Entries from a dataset
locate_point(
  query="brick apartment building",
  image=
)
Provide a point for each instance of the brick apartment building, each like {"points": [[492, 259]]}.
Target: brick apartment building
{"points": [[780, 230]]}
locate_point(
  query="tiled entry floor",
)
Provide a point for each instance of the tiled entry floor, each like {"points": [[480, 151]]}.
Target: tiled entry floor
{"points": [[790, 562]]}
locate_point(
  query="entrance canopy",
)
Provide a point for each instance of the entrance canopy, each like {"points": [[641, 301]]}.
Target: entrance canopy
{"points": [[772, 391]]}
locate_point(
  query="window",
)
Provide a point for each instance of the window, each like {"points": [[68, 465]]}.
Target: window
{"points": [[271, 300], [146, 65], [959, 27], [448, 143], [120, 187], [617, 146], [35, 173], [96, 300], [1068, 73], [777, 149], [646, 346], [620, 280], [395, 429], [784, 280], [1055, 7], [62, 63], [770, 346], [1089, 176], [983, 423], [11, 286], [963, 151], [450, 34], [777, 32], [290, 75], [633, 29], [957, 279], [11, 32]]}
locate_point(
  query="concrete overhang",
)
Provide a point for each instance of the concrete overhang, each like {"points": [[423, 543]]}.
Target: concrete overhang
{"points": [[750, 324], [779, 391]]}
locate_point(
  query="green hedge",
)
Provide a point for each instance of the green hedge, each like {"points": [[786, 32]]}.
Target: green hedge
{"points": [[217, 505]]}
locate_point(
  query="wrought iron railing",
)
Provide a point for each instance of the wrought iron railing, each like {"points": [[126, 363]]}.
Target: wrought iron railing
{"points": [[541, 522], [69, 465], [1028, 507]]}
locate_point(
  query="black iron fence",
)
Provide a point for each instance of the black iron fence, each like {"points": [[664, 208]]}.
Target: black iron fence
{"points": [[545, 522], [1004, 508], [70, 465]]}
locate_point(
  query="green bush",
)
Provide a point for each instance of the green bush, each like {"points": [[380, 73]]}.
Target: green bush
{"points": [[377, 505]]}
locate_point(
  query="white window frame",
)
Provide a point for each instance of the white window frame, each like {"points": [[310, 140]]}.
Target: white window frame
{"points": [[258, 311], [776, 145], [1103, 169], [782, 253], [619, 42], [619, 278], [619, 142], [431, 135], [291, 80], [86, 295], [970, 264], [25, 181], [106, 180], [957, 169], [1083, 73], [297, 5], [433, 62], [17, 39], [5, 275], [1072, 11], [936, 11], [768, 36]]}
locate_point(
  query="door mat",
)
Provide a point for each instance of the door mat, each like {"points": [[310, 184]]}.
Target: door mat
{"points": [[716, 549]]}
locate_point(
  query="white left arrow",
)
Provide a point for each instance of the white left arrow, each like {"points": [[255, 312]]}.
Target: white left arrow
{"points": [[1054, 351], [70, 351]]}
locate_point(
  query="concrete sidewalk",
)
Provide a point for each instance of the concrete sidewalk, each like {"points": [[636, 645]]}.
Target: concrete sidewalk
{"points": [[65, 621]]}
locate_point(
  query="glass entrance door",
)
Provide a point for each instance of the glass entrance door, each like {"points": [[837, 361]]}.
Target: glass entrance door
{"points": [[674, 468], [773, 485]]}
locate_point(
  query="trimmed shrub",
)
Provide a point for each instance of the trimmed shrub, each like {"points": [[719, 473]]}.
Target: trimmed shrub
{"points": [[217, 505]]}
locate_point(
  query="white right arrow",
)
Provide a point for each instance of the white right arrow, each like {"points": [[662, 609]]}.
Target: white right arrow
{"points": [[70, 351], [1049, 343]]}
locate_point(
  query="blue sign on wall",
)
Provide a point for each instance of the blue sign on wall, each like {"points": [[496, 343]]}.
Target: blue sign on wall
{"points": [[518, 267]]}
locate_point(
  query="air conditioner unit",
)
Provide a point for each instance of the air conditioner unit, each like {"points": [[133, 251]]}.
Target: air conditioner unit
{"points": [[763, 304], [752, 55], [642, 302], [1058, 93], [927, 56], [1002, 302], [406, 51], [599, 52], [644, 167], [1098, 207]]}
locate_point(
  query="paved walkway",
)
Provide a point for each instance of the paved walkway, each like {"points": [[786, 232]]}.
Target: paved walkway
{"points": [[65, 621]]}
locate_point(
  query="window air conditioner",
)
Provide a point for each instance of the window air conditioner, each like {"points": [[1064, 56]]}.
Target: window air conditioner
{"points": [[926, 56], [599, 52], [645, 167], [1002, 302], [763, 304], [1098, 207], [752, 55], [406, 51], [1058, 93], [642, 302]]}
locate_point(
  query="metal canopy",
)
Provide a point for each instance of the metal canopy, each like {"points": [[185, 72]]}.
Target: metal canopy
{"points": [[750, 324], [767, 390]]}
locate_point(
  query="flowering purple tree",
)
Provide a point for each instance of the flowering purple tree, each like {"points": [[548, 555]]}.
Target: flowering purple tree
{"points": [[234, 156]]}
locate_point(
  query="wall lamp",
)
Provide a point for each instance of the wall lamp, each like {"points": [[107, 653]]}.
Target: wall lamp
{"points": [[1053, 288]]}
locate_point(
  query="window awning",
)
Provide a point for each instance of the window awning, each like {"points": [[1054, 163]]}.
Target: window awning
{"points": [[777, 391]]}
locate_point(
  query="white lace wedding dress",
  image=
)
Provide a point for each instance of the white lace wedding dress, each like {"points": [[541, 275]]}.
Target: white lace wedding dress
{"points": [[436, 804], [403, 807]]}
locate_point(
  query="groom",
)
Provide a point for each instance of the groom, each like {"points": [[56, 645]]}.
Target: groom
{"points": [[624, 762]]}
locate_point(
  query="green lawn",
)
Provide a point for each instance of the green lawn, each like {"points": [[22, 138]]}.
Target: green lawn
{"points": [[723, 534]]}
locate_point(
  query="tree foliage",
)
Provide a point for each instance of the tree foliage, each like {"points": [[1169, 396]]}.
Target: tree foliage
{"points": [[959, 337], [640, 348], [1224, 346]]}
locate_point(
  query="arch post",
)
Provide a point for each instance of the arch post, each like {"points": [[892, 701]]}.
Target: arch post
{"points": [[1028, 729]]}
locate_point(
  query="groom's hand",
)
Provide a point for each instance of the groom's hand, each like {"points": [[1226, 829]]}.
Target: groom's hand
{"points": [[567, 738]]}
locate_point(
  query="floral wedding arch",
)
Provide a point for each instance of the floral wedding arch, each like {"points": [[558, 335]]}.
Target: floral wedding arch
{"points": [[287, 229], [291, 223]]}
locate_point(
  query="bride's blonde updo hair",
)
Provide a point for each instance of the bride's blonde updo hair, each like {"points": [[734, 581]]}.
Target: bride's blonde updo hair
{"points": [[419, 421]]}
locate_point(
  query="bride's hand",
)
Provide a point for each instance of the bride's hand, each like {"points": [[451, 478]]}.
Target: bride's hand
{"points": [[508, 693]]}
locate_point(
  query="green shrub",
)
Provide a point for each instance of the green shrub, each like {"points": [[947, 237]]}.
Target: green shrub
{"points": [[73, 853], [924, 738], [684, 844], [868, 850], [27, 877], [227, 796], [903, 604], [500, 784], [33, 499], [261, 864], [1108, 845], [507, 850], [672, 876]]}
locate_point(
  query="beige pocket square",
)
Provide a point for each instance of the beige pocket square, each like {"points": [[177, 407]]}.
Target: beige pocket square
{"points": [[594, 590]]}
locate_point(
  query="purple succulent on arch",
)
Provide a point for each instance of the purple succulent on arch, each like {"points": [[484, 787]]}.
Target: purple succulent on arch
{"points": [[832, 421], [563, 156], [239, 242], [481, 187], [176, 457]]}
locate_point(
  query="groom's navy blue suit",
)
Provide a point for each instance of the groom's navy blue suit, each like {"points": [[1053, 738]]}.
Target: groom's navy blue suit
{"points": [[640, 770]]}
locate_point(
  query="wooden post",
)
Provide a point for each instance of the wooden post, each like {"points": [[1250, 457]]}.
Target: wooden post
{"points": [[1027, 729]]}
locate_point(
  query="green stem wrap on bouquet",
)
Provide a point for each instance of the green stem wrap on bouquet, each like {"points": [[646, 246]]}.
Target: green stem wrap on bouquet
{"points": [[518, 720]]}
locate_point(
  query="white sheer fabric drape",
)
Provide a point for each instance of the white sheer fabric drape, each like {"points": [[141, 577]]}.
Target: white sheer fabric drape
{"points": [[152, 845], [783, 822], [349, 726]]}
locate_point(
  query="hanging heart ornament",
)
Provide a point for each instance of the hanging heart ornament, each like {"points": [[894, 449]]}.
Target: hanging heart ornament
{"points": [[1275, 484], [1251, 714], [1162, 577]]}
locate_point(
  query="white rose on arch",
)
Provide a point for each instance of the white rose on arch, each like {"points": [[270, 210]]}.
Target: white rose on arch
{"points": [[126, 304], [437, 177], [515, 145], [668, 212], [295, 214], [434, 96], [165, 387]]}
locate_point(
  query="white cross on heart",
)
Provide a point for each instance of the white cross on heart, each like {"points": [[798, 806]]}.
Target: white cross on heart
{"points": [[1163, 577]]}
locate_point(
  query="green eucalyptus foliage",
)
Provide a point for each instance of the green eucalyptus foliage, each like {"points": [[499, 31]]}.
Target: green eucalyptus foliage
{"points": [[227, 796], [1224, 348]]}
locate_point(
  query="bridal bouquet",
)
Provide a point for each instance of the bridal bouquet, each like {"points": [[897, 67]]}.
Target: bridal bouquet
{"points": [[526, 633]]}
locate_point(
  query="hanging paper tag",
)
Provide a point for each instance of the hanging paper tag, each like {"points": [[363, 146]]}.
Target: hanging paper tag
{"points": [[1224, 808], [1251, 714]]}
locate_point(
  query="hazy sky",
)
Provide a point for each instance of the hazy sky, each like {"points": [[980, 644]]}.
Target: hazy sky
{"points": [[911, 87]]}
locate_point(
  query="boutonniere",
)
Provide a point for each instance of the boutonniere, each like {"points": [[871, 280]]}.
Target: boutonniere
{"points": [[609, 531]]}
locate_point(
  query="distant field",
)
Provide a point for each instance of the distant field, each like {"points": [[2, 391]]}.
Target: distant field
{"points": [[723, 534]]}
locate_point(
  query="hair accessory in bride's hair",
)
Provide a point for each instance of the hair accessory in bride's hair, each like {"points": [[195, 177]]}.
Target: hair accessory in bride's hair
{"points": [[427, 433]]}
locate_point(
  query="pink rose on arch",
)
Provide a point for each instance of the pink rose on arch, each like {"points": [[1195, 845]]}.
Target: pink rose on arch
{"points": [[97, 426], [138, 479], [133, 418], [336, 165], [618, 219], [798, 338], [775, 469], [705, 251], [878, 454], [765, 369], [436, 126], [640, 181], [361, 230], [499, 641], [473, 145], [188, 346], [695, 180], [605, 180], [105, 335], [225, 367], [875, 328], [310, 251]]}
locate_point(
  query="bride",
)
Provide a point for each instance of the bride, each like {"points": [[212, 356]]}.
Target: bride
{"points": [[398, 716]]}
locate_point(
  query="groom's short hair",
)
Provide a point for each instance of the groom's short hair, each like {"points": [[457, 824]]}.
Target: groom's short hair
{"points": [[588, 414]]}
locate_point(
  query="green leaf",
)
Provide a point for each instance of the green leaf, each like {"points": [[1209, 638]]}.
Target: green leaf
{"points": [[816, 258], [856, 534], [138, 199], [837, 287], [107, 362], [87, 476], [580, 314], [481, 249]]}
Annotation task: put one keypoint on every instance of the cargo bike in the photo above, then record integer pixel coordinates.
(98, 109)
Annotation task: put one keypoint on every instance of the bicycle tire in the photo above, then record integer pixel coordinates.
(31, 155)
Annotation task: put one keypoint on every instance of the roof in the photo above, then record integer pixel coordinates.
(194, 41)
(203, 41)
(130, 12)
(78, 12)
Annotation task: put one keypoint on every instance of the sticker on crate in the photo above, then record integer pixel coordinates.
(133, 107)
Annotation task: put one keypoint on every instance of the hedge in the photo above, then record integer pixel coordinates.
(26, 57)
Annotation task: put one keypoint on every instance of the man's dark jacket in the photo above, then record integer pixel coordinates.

▶ [Problem details] The lines to reproduce run from the one that contains "Annotation task: put one keypoint on every instance of the cargo" through the last line above; copy them exactly.

▶ [Worked solution]
Annotation task: put one keypoint on every instance of the cargo bike in the photo above, then record integer pixel coordinates.
(98, 109)
Annotation task: put one keypoint on every instance of the bicycle tire in the photo above, then record integer pixel coordinates.
(31, 155)
Annotation task: put one keypoint on every instance of the roof in the photo above, then record integer pixel coordinates.
(194, 41)
(203, 41)
(130, 12)
(78, 12)
Annotation task: put one keypoint on every instance of the sticker on crate in the photo above, then record integer pixel coordinates.
(133, 107)
Annotation task: put one keypoint on every instance of the hedge in the photo above, then record integer pixel coordinates.
(26, 57)
Annotation task: put one keypoint on every instance of the man's dark jacket in the photo above, then record integer pixel coordinates.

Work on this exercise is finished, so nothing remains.